Each entry below should be written out exactly as it is, with no pictures.

[Dataset rows on where objects appear]
^^^^
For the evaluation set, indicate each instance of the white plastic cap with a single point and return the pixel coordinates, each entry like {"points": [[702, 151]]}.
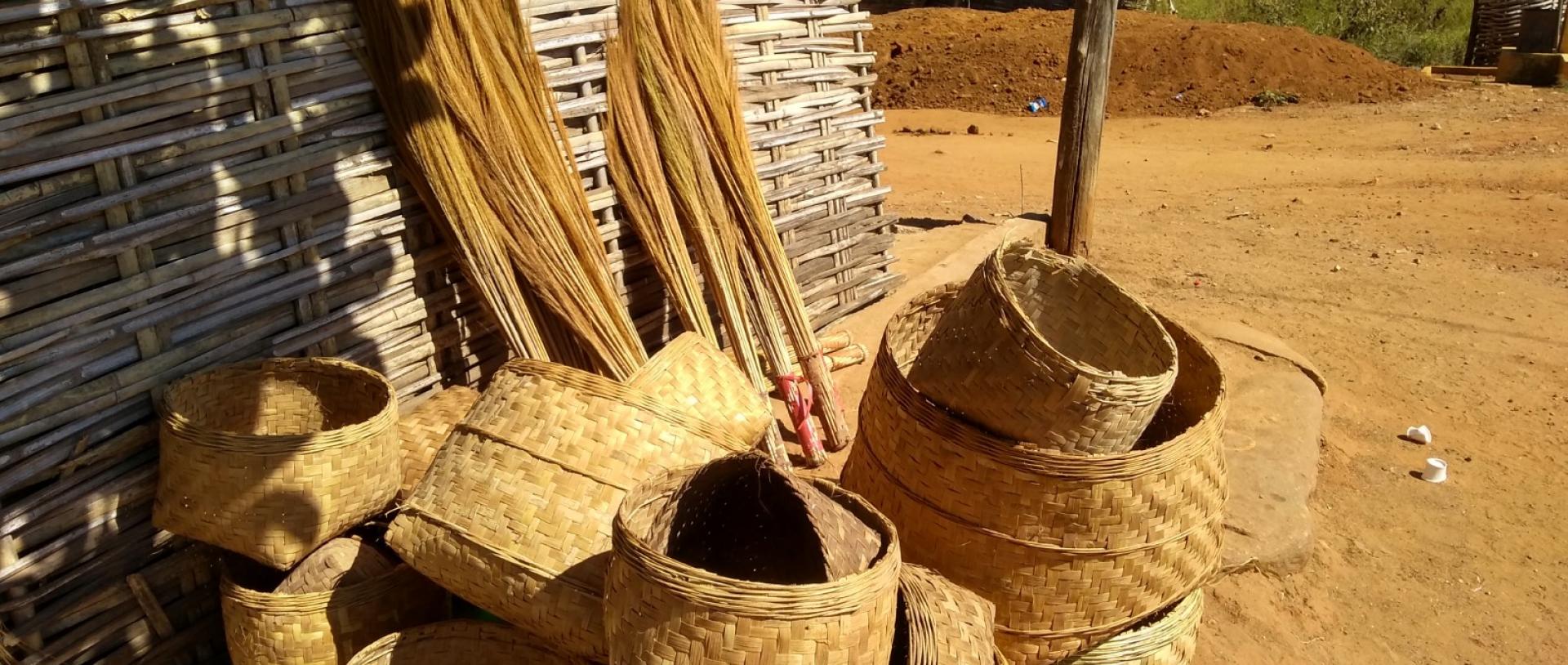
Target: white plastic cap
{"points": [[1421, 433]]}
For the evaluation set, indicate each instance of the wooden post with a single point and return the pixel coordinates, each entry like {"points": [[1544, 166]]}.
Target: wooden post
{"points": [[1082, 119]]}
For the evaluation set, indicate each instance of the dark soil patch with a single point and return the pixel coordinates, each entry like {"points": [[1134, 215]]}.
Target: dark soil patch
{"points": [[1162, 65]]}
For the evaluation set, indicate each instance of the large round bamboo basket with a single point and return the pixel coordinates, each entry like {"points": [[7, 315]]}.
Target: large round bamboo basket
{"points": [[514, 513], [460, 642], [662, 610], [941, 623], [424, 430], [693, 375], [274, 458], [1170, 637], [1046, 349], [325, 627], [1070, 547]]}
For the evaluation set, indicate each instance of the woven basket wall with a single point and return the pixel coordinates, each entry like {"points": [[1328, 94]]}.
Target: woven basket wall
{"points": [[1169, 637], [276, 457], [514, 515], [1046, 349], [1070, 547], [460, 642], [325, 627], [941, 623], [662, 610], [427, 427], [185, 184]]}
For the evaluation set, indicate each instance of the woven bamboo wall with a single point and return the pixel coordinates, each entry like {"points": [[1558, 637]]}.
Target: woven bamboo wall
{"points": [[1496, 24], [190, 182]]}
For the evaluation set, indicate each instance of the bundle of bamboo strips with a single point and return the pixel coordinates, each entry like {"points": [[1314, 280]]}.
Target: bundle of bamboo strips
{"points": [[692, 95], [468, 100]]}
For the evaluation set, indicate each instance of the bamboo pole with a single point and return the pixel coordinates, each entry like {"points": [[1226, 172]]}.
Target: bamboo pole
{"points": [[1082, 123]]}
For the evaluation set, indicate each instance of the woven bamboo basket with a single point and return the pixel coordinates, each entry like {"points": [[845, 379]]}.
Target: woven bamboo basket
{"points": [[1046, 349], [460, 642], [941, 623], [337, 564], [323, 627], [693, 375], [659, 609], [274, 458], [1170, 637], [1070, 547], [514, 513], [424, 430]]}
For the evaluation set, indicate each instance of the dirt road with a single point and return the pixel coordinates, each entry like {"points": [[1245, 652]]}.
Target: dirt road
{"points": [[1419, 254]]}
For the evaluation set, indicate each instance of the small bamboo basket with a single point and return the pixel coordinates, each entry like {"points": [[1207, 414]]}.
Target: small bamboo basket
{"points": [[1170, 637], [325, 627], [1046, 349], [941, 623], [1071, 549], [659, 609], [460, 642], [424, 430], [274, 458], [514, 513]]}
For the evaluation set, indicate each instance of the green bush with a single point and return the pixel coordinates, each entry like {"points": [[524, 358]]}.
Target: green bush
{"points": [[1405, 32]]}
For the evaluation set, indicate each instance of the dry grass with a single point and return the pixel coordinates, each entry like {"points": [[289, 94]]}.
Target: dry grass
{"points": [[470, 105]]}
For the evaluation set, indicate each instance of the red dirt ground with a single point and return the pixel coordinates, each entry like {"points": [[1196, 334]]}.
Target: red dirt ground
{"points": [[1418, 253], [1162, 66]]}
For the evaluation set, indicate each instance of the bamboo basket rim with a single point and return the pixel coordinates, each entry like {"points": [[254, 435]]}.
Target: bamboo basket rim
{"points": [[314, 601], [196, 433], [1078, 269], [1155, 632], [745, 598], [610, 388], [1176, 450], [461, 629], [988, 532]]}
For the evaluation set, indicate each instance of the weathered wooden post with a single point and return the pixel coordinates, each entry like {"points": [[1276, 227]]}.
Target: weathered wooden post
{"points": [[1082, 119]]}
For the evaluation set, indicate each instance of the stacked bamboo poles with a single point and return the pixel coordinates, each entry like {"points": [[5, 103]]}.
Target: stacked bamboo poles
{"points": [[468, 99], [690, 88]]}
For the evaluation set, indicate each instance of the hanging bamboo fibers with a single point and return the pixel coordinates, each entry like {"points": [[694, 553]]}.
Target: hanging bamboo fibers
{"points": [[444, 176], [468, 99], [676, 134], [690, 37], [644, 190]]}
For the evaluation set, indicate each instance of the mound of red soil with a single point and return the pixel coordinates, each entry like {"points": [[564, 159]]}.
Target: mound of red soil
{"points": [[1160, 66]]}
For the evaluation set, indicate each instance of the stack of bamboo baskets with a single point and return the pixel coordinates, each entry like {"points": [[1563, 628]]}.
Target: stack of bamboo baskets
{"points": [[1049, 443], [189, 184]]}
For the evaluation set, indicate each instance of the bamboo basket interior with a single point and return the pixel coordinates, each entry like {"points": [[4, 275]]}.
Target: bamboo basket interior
^^^^
● Exercise result:
For the evaluation set, indicate each instance of the white plastic cap with a single point and return the pixel coordinates, each entry like {"points": [[702, 151]]}.
Target: white plastic cap
{"points": [[1421, 433]]}
For the evaluation set, indicate each instance of the wooden post with a single point and return the pixel coordinates, each entry like {"points": [[1544, 166]]}.
Target: wooden post
{"points": [[1082, 119]]}
For the evaluation set, indicate each instance of the dark soil patch with a single point and return the pixel coordinates, each entry like {"points": [[1134, 215]]}.
Target: dark soil patch
{"points": [[1162, 65]]}
For the evaluation set, indicate each instance of the large round bamboo basket with a single point and return the pixel coordinates, each entry like {"points": [[7, 315]]}.
Target: large round bamboo basket
{"points": [[514, 513], [460, 642], [662, 610], [941, 623], [424, 430], [693, 375], [274, 458], [1170, 637], [1046, 349], [325, 627], [1070, 547]]}
For the evaluation set, indicate each instance of the woven basket wall with a single point and return the pixel coordinates, each entry like {"points": [[1328, 94]]}.
Target: woven basket wall
{"points": [[1169, 637], [276, 457], [514, 515], [1046, 349], [1070, 547], [460, 642], [325, 627], [941, 623], [662, 610], [427, 427], [185, 184]]}
For the evaluation set, indicate each instance of the woven bamboo wall with a single point and return the pixel coordinates, each entry like {"points": [[1558, 637]]}.
Target: woven bamboo wall
{"points": [[1496, 24], [190, 182]]}
For the evaluation set, indicate each instance of the bundle of bamboo strips with a single point and return the pixel coordinates, each entry like {"points": [[1314, 280]]}.
Target: bundle of bamboo strips
{"points": [[692, 95], [468, 100]]}
For the evaluation set, indicate each instance of the bamboo pole with a single point and return the pixel coordinates, each entry like {"points": [[1226, 172]]}.
Target: bamboo pole
{"points": [[1082, 123]]}
For the evaluation set, indicate each instance of the woven bamboo basket with a single point and return the pixel coordinates, each entry like {"points": [[845, 379]]}.
Target: woven bamboo basket
{"points": [[1046, 349], [460, 642], [941, 623], [337, 564], [323, 627], [693, 375], [659, 609], [274, 458], [1170, 637], [1070, 547], [514, 513], [424, 430]]}
For the evaluation set, indicate each instance of the dirt road with a single point and return the pixel coordinates, each entry like {"points": [[1245, 652]]}.
Target: dirt road
{"points": [[1419, 254]]}
For the evaluation set, indicate each instance of the small bamboo basket with a single point and return the pixel coordinates, each entry like {"points": [[1207, 414]]}.
Target: small bamboo basket
{"points": [[1170, 637], [325, 627], [1046, 349], [941, 623], [1071, 549], [659, 609], [460, 642], [424, 430], [274, 458], [514, 513]]}
For the evaluation set, indicate each instance of the green bush with a single point and return the pixel coordinates, each entry like {"points": [[524, 358]]}.
Target: green bush
{"points": [[1405, 32]]}
For the evaluation set, indicate each instance of the dry grass with a single point and return the pixel coordinates, each entry like {"points": [[289, 94]]}.
Target: dry grass
{"points": [[470, 105]]}
For the evaluation set, indicate each instance of the red dirt ground with a single point and return the pixel coordinates, each entry like {"points": [[1196, 334]]}.
Target: red dirt ground
{"points": [[1418, 253], [1162, 66]]}
For the evaluation set, indicate each instance of the bamboo basket rim with a single point and return the pixel coordinates, each entry like {"points": [[254, 435]]}.
Target: bamboo basket rim
{"points": [[314, 601], [196, 433], [1078, 269], [1155, 632], [745, 598], [610, 388], [1176, 450], [461, 629], [988, 532]]}
For the evaluation set, indicate each instance of the weathered wooden post with a single point and return the pixel coordinates, each entry like {"points": [[1276, 227]]}.
Target: weathered wooden post
{"points": [[1082, 119]]}
For the evaluation set, indicate each instance of the stacked bamboo poles with a single point and return the pixel coordinates, each entry like {"points": [[5, 103]]}.
Target: stacked bamboo poles
{"points": [[468, 99], [690, 88]]}
For the evaluation set, indicate each instance of the hanging bamboo fibers with a single point and return the pixel coordinates, each entry like {"points": [[694, 553]]}.
Target: hanging bamboo fibers
{"points": [[444, 176], [468, 99], [676, 134], [690, 37], [644, 190]]}
For the evaluation set, indicate each instance of the mound of red soil with a single point and return the pixel coordinates, each entry like {"points": [[564, 159]]}.
Target: mound of red soil
{"points": [[1160, 66]]}
For the evaluation set, indicate each instance of the stack of bamboo baskets with a single point and return the pixel coordinates, each entry like {"points": [[1563, 628]]}.
Target: stack of bamboo baskets
{"points": [[1049, 443], [189, 184]]}
For the evaluation set, indicate each instance of the bamboo basket interior with a single point and return the pixel coordinates, each entry like {"points": [[4, 275]]}.
Target: bamboo basket interior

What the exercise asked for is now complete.